■ **BLOQUE DE TEXTO**:

#####

No tuve tantos barberos, apenas seis en 53 años. El primero fue Bravito, quien también pelaba a mi padre en su Manicaragua. Me encaramaba sobre una tabla que ponía encima de los brazos del sillón y, en un abrir y cerrar de ojos, reducía mi incipiente cabellera a un escueto moñito que con las puntas paradas.
Luego, en el Paradero de Camarones, Castellanos se esmeraba en hacerme un pelado perfecto… perfecto si estuviéramos en los años 50. Pero para la década del 70 aquel corte (que replicaba el de mi abuelo) era un desastroso anacronismo. Luego me fui a La Habana a estudiar teatro y me dejé crecer el pelo.
No volví a ir al barbero hasta que llegué a República Dominicana. Primero, de la mano de Freddy Ginebra, fui al Chino. Aquella barbería de Plaza Naco olía como las de Manicaragua y el Paradero de Camarones. Luego Diana me llevó donde Massimo, su peluquero italiano.
Por último, iba donde José Antonio, un aragonés que además de ser un excelente barbero es un gran conversador. Pero, con la llegada de la pandemia y la imposición del distanciamiento social, tuve que comprarme mi propia maquinita. Así fue que conocí a mi barbera preferida.
Cada vez me gusta más poner mi cabeza en sus manos. Lo disfruto tanto, que he decidido que Diana Sarlabous sea quien me pele en lo que me quede por vivir. Espero que, como pide Calamaro en una de sus más hermosas canciones, eso sea mucho tiempo.

#####

■ **LISTA DE TAREAS**:
a: Según el texto sobre los barberos, ¿en qué lugar estaba la barbería del Chino?
b: Cita el texto sobre los barberos desde "No volví a ir" hasta "su peluquero italiano.", con ambos fragmentos incluidos.

#####

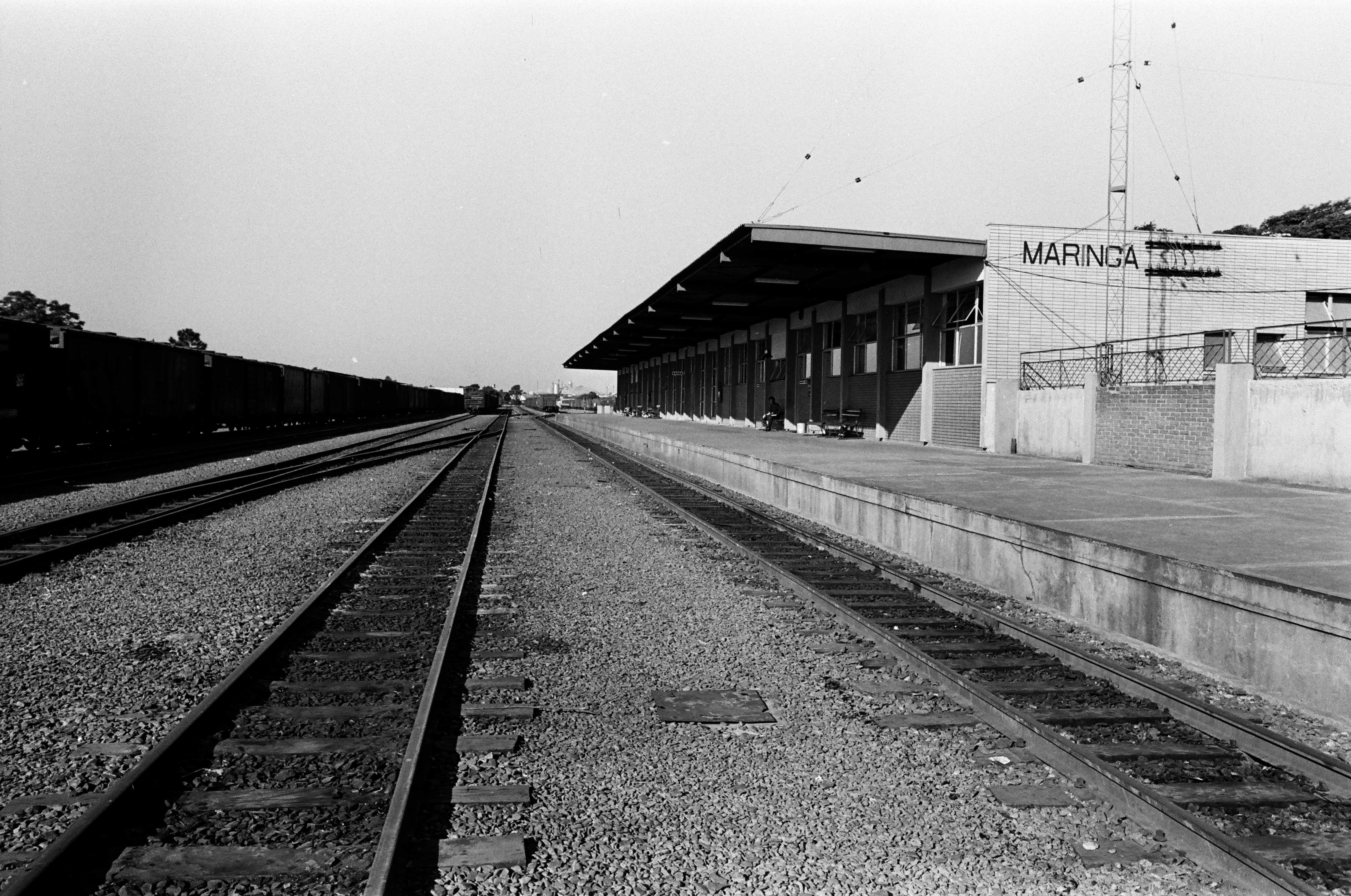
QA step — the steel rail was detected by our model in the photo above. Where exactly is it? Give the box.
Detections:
[0,424,492,896]
[0,415,467,543]
[0,416,486,581]
[559,446,1351,796]
[0,414,471,492]
[366,418,508,896]
[546,424,1331,896]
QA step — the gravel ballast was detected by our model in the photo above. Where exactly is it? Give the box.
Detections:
[0,422,481,853]
[434,419,1227,896]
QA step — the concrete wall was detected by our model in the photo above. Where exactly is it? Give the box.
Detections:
[1247,377,1351,488]
[558,415,1351,719]
[1017,388,1083,461]
[1093,382,1214,476]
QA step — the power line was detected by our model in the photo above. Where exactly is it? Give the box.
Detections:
[1171,22,1201,234]
[755,47,886,223]
[759,66,1112,224]
[1135,81,1201,234]
[1178,65,1351,86]
[985,261,1351,296]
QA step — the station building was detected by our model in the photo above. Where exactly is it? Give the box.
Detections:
[565,224,1351,447]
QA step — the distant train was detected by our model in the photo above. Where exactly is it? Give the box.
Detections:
[465,389,501,414]
[0,318,465,450]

#####

■ **SOLUCIONES POR TAREA**:
a: En Plaza Naco.

b:
No volví a ir al barbero hasta que llegué a República Dominicana. Primero, de la mano de Freddy Ginebra, fui al Chino. Aquella barbería de Plaza Naco olía como las de Manicaragua y el Paradero de Camarones. Luego Diana me llevó donde Massimo, su peluquero italiano.